__Document passage__.
****
This week’s list of data news highlights covers August 1-August 7, 2020, and includes articles about predicting coffee demand during the pandemic and modeling the solar system’s shape.
1. Teaching AI When It Should Defer to a Human
Researchers from MIT have developed an AI system that can predict if it is more likely to make an accurate decision than a human. The system uses one machine learning model to make a decision, such as determining if text is hate speech, and another to predict if a human is more likely to make a better decision. The second model uses a human’s track record to improve its prediction of the human’s performance iteratively.
2. Modeling Our Solar System’s Shape
Researchers led by an individual from Boston University have used data from NASA space missions to simulate how different types of charged particles are likely interacting with our solar system’s shape. The simulations revealed that a mixture of cold and hot matter likely have caused the solar system to be shaped like a croissant rather than a comet, which researchers had previously believed.
3. Using AI to Design Music Studios
Walters-Storyk Design Group, a firm based in New York that designs rooms to improve their acoustics, has created an AI-enabled system that can optimize music and performance spaces. The system can predict how changes to a room, such as the placement of damping modules, would affect its acoustics. The firm is using the system to design recording studios for Spotify.
4. Automating Line Calls in Tennis
Tennis tournaments are using Hawk-Eye Live, an automated system that can make calls in tennis, to reduce the need for line judges at matches due to coronavirus. The system analyzes videos from multiple cameras in real-time to track and create a 3D representation of the ball’s path within millimeters. The U.S. Open will use the system on all but two courts.
****
__Supplied records__.
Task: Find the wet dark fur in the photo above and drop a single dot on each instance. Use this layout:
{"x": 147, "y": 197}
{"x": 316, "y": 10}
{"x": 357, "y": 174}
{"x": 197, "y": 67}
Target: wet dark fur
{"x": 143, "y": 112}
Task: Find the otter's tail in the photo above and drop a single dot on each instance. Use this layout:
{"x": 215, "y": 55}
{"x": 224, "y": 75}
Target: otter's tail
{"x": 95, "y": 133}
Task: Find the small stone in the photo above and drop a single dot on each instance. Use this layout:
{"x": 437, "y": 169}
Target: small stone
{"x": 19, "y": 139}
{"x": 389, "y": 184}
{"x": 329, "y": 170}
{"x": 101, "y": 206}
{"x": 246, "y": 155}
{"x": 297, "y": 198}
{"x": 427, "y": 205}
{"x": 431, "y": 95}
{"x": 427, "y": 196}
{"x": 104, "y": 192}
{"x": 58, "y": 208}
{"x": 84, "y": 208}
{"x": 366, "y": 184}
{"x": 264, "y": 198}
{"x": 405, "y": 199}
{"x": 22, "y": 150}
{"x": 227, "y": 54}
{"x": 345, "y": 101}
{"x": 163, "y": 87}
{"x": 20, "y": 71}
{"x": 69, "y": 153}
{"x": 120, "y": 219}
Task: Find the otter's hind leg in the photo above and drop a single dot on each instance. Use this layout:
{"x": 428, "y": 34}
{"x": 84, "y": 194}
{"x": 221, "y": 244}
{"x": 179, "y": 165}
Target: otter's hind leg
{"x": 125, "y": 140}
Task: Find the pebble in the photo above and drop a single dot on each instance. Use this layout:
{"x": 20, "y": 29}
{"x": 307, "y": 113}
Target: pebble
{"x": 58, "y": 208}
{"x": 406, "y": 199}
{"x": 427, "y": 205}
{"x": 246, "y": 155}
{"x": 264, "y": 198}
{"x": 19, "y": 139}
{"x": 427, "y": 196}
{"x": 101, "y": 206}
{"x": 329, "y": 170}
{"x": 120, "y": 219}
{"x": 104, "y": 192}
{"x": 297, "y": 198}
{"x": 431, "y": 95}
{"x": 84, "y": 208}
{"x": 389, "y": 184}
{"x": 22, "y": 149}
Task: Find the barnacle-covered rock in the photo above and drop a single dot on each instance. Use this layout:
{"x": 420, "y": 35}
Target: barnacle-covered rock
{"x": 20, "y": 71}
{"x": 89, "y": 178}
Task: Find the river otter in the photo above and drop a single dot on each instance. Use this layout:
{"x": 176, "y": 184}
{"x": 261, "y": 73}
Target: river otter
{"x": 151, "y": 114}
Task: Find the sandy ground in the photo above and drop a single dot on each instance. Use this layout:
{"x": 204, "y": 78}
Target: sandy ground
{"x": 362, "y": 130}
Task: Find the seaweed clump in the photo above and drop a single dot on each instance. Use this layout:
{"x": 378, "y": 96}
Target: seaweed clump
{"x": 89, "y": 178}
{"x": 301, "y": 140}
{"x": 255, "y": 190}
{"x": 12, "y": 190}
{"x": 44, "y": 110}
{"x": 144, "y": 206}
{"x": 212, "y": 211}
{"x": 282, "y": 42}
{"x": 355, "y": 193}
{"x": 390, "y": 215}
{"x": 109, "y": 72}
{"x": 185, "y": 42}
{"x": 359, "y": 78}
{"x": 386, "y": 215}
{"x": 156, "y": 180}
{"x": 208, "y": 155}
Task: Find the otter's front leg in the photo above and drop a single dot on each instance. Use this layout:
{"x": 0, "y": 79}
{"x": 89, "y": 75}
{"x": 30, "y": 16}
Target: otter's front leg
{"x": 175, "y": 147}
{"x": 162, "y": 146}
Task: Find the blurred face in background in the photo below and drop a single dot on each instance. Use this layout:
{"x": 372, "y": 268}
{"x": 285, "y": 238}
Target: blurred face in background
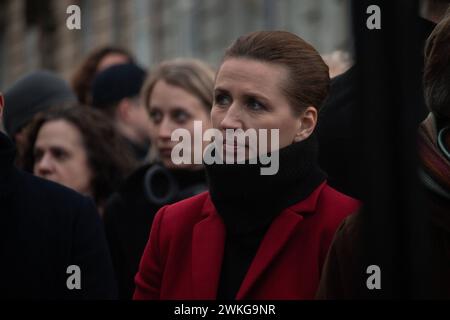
{"x": 170, "y": 108}
{"x": 248, "y": 95}
{"x": 60, "y": 156}
{"x": 112, "y": 59}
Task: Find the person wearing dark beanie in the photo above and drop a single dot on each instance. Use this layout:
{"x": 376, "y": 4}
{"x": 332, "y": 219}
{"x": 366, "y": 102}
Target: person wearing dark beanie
{"x": 50, "y": 236}
{"x": 253, "y": 236}
{"x": 115, "y": 92}
{"x": 36, "y": 92}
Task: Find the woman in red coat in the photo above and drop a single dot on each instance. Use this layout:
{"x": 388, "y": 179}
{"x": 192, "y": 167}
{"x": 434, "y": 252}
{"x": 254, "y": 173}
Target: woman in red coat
{"x": 253, "y": 236}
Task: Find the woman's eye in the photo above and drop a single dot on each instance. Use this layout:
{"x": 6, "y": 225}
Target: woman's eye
{"x": 180, "y": 116}
{"x": 156, "y": 116}
{"x": 255, "y": 105}
{"x": 37, "y": 154}
{"x": 222, "y": 99}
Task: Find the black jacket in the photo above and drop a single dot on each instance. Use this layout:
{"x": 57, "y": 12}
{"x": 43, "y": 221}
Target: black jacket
{"x": 341, "y": 154}
{"x": 44, "y": 229}
{"x": 129, "y": 214}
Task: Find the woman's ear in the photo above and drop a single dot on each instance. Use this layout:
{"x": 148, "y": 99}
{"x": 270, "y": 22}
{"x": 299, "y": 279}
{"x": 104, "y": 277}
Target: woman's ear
{"x": 307, "y": 124}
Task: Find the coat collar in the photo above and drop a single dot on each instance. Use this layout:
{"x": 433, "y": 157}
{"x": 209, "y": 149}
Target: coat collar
{"x": 209, "y": 240}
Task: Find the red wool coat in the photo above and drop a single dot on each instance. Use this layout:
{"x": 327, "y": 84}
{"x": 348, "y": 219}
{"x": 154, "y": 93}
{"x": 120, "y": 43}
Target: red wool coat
{"x": 183, "y": 257}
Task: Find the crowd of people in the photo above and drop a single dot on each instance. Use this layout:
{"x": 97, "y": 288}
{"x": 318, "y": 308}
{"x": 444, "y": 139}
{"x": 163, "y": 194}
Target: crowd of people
{"x": 87, "y": 176}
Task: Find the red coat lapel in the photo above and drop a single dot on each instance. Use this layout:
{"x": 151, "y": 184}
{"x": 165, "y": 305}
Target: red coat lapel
{"x": 207, "y": 253}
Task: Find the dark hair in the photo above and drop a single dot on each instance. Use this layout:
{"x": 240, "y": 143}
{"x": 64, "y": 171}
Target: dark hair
{"x": 85, "y": 73}
{"x": 436, "y": 79}
{"x": 109, "y": 158}
{"x": 309, "y": 81}
{"x": 191, "y": 75}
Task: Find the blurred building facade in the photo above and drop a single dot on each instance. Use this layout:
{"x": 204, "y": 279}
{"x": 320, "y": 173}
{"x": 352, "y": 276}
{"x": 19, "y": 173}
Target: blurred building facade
{"x": 33, "y": 34}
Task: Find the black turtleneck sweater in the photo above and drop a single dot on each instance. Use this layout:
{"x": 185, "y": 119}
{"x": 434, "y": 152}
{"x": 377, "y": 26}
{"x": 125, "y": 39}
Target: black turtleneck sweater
{"x": 248, "y": 202}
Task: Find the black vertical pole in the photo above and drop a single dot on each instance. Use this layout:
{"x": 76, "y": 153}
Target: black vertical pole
{"x": 388, "y": 87}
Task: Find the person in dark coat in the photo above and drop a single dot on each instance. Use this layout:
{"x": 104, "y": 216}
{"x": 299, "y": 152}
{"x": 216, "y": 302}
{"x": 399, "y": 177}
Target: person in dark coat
{"x": 176, "y": 94}
{"x": 115, "y": 93}
{"x": 344, "y": 265}
{"x": 340, "y": 151}
{"x": 256, "y": 234}
{"x": 47, "y": 233}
****
__Exercise description__.
Retype the data news roundup for August 1-August 7, 2020 in full, word for word. Rely only on the data news roundup for what follows, not on the items.

__Exercise solution__.
This week’s list of data news highlights covers August 1-August 7, 2020, and includes articles about predicting coffee demand during the pandemic and modeling the solar system’s shape.
1. Teaching AI When It Should Defer to a Human
Researchers from MIT have developed an AI system that can predict if it is more likely to make an accurate decision than a human. The system uses one machine learning model to make a decision, such as determining if text is hate speech, and another to predict if a human is more likely to make a better decision. The second model uses a human’s track record to improve its prediction of the human’s performance iteratively.
2. Modeling Our Solar System’s Shape
Researchers led by an individual from Boston University have used data from NASA space missions to simulate how different types of charged particles are likely interacting with our solar system’s shape. The simulations revealed that a mixture of cold and hot matter likely have caused the solar system to be shaped like a croissant rather than a comet, which researchers had previously believed.
3. Using AI to Design Music Studios
Walters-Storyk Design Group, a firm based in New York that designs rooms to improve their acoustics, has created an AI-enabled system that can optimize music and performance spaces. The system can predict how changes to a room, such as the placement of damping modules, would affect its acoustics. The firm is using the system to design recording studios for Spotify.
4. Automating Line Calls in Tennis
Tennis tournaments are using Hawk-Eye Live, an automated system that can make calls in tennis, to reduce the need for line judges at matches due to coronavirus. The system analyzes videos from multiple cameras in real-time to track and create a 3D representation of the ball’s path within millimeters. The U.S. Open will use the system on all but two courts.